> What this exercise asks:
1 - Please condense the paragraph of the page text that begins "Turning to write budgeting" into a short bulleted list that keeps its main facts.
2 - Reproduce the page text word for word, starting at "Turning to write" and ending at "next time period.".

───── Page text

Note that hotness may be combined with the solid-state device budget evaluation (step 410), as described below. Thus steps 408 and 410 need to be met before eviction to the solid-state device occurs at step 412; (a “not less than the lowest score” rule may also be enforced). Otherwise eviction is to the hard drive at step 414. Step 416 represents updating the metadata/any indexes as appropriate, e.g., to reflect the eviction.

Turning to write budgeting with respect to solid-state device cache writes, the amount of writes to the solid-state device is controllable to avoid wear by enforcing a budget per time period, such as writes per day or writes per hour, or the like. In general, when there is no more write-budget left within a period, writes are denied until the budget is refilled in the next period. Unused budget may rollover into the next time period.

──────────
───── Data lines

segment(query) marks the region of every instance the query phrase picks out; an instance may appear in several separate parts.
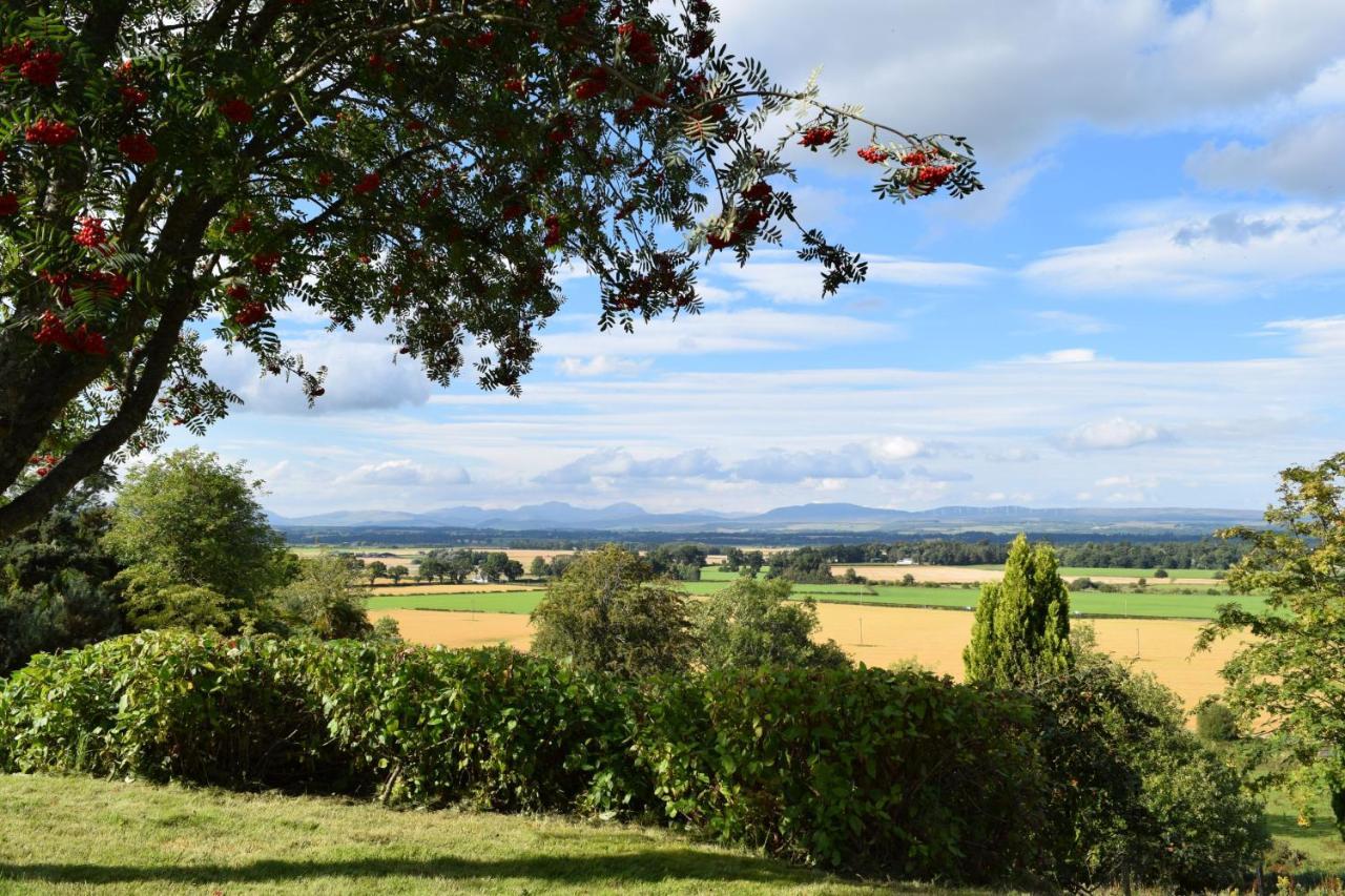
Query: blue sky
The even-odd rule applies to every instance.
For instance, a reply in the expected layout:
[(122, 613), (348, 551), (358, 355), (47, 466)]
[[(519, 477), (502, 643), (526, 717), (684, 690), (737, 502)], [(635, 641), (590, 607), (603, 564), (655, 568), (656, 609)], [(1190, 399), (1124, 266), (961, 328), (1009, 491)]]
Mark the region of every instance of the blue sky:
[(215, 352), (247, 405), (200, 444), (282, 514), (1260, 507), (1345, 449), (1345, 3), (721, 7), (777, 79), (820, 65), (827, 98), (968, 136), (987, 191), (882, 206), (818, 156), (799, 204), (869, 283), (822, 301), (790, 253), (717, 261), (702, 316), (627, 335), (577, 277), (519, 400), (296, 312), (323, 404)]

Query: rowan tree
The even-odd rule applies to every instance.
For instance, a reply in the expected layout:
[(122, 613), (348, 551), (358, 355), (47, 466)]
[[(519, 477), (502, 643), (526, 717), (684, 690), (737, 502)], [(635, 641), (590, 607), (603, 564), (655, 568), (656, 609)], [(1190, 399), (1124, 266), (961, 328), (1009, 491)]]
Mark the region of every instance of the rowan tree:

──────────

> List of solutions:
1 -
- Writes to the solid-state device cache are limited by a budget per time period, such as writes per day or per hour, to avoid wear.
- Once a period's budget is used up, writes are denied until the budget refills in the next period.
- Unused budget may roll over into the next period.

2 -
Turning to write budgeting with respect to solid-state device cache writes, the amount of writes to the solid-state device is controllable to avoid wear by enforcing a budget per time period, such as writes per day or writes per hour, or the like. In general, when there is no more write-budget left within a period, writes are denied until the budget is refilled in the next period. Unused budget may rollover into the next time period.